EXERCISE:
Render every entry exactly as it appears.

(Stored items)
- - -

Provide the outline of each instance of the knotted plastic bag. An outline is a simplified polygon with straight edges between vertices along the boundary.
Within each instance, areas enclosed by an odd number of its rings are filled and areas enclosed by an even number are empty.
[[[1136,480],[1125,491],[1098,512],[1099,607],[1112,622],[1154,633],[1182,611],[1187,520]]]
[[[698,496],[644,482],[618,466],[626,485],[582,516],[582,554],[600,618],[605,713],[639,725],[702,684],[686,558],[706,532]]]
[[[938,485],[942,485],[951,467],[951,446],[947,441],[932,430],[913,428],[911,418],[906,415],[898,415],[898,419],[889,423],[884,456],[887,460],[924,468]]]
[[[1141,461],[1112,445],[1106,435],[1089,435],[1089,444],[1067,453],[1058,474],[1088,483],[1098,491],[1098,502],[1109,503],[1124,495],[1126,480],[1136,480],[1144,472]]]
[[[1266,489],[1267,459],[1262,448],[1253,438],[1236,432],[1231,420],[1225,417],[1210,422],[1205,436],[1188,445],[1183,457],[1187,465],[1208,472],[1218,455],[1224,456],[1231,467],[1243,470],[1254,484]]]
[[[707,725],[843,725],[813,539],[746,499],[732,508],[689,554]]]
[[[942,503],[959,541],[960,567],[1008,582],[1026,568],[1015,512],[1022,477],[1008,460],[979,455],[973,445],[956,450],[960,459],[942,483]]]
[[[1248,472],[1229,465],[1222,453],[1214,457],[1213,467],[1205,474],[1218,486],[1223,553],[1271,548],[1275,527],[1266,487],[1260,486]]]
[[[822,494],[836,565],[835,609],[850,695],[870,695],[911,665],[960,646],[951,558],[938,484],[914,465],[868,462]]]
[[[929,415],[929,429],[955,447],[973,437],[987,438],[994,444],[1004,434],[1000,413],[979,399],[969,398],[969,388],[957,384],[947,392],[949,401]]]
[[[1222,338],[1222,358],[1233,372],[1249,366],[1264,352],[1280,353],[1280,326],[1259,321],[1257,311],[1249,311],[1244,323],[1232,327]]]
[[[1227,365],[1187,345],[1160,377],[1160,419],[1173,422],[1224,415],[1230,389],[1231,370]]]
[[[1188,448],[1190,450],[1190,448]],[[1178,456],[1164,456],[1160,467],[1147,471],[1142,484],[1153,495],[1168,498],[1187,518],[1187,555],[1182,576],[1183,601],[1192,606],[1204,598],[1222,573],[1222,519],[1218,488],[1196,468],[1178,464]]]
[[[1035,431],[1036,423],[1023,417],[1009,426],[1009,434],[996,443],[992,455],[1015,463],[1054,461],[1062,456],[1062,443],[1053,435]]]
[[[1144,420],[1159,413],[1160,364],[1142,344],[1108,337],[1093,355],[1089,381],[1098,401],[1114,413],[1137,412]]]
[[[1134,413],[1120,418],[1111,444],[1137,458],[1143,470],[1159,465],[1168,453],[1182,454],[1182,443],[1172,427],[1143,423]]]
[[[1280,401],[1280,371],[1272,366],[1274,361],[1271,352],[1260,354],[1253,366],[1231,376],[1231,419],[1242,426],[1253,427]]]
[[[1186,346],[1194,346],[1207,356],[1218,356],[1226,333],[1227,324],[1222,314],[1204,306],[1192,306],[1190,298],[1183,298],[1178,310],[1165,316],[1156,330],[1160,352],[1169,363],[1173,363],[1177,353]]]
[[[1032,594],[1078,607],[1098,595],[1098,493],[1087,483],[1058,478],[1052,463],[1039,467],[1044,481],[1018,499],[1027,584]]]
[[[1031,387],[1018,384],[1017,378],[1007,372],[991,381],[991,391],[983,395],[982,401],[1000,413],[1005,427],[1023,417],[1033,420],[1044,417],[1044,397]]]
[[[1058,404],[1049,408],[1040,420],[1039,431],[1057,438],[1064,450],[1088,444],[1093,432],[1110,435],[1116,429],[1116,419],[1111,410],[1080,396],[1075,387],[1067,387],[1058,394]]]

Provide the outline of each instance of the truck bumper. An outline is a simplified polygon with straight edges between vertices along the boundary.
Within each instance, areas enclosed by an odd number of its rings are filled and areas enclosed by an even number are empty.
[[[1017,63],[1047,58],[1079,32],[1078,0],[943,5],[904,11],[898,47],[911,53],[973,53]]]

- - -

ANSWER TO THIS EXERCISE:
Provide the outline of each instance of the knotted plastic bag. An outline is a simplified polygon with straight edges between vertices along the boundary.
Within each instance, areas enclosed by an odd number of its rings are filled and areas enclosed by an even number are empty.
[[[1136,480],[1125,491],[1098,512],[1099,607],[1112,622],[1154,633],[1182,611],[1187,520]]]
[[[698,496],[644,482],[618,466],[626,485],[582,516],[582,554],[600,618],[605,713],[639,725],[702,684],[686,558],[706,532]]]
[[[938,485],[942,485],[951,467],[951,446],[947,441],[932,430],[913,428],[911,418],[906,415],[898,415],[898,419],[889,423],[884,456],[887,460],[924,468]]]
[[[1141,461],[1112,445],[1106,435],[1089,435],[1089,444],[1067,453],[1058,474],[1088,483],[1098,491],[1098,502],[1109,503],[1124,495],[1126,480],[1136,480],[1144,472]]]
[[[1266,489],[1267,459],[1262,448],[1253,438],[1236,432],[1231,420],[1225,417],[1210,422],[1205,436],[1188,445],[1183,457],[1187,465],[1208,472],[1218,455],[1224,456],[1231,467],[1243,470],[1254,484]]]
[[[707,725],[843,725],[813,539],[746,499],[732,508],[689,554]]]
[[[942,503],[959,541],[960,567],[1008,582],[1026,568],[1015,512],[1022,477],[1008,460],[979,455],[973,445],[956,450],[960,459],[942,483]]]
[[[1248,472],[1229,465],[1222,453],[1214,457],[1213,467],[1205,474],[1218,486],[1223,553],[1271,548],[1275,527],[1266,487],[1260,486]]]
[[[822,494],[836,565],[835,609],[850,695],[870,695],[911,665],[960,646],[951,558],[938,484],[914,465],[868,462]]]
[[[929,415],[929,429],[955,447],[973,437],[987,438],[994,444],[1004,434],[1000,413],[979,399],[969,398],[969,388],[957,384],[947,392],[949,401]]]
[[[1222,338],[1222,358],[1233,372],[1249,366],[1264,352],[1280,353],[1280,326],[1259,321],[1257,311],[1249,311],[1244,323],[1232,327]]]
[[[1227,365],[1187,345],[1160,377],[1160,419],[1173,422],[1224,415],[1230,389],[1231,370]]]
[[[1188,448],[1190,450],[1190,448]],[[1178,456],[1164,456],[1160,467],[1147,471],[1142,484],[1153,495],[1168,498],[1187,518],[1187,555],[1182,576],[1183,601],[1192,606],[1204,598],[1222,573],[1222,519],[1218,488],[1196,468],[1178,464]]]
[[[1035,431],[1036,423],[1023,417],[1009,426],[1009,434],[996,443],[992,455],[1015,463],[1054,461],[1062,456],[1062,443],[1053,435]]]
[[[1144,420],[1159,413],[1160,364],[1142,344],[1108,337],[1093,355],[1089,381],[1098,401],[1114,413],[1137,412]]]
[[[1134,413],[1120,418],[1111,444],[1137,458],[1143,470],[1159,465],[1168,453],[1182,454],[1182,443],[1172,427],[1143,423]]]
[[[1280,401],[1280,371],[1272,366],[1274,361],[1271,352],[1260,354],[1253,366],[1231,376],[1231,419],[1242,426],[1253,427]]]
[[[1186,346],[1194,346],[1207,356],[1218,356],[1226,333],[1227,324],[1222,314],[1204,306],[1192,306],[1190,298],[1183,298],[1178,310],[1165,316],[1156,330],[1160,352],[1169,363],[1173,363],[1177,353]]]
[[[1032,594],[1078,607],[1098,595],[1098,493],[1087,483],[1058,478],[1052,463],[1039,467],[1044,481],[1018,499],[1027,584]]]
[[[1031,387],[1018,384],[1017,378],[1007,372],[991,381],[991,391],[983,395],[982,401],[1000,413],[1005,427],[1023,417],[1033,420],[1044,417],[1044,397]]]
[[[1058,404],[1049,408],[1040,420],[1039,431],[1057,438],[1064,450],[1088,444],[1093,432],[1110,435],[1116,429],[1116,419],[1111,410],[1080,396],[1075,387],[1067,387],[1058,394]]]

Provide the outline of each instance of the truck bumper. An outline is a simplified polygon with straight edges between vertices along the boundary.
Within each instance, areas enclosed by an odd number of its rings are filled and areas enclosed by an even number are empty.
[[[1017,63],[1047,58],[1079,32],[1078,0],[943,5],[904,11],[898,47],[911,53],[973,53]]]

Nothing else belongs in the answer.